- **Instruction**:
Count how many of the lines below contain the word "query". Give only the number.
======== Material shown ========
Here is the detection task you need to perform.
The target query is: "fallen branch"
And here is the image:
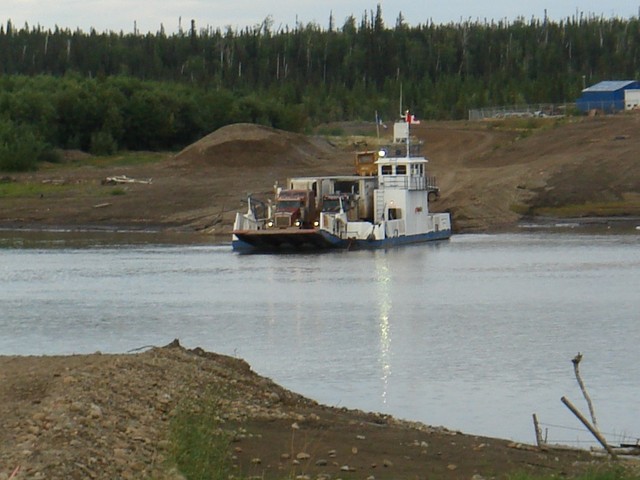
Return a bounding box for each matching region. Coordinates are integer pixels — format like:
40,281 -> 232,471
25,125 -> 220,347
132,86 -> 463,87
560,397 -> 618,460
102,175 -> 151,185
========
======== Material shown ========
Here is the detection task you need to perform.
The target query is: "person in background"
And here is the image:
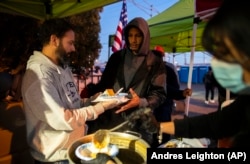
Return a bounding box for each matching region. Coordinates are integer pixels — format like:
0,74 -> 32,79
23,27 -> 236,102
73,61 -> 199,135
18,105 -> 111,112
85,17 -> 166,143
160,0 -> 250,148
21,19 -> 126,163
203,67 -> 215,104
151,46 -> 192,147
========
- **The result**:
2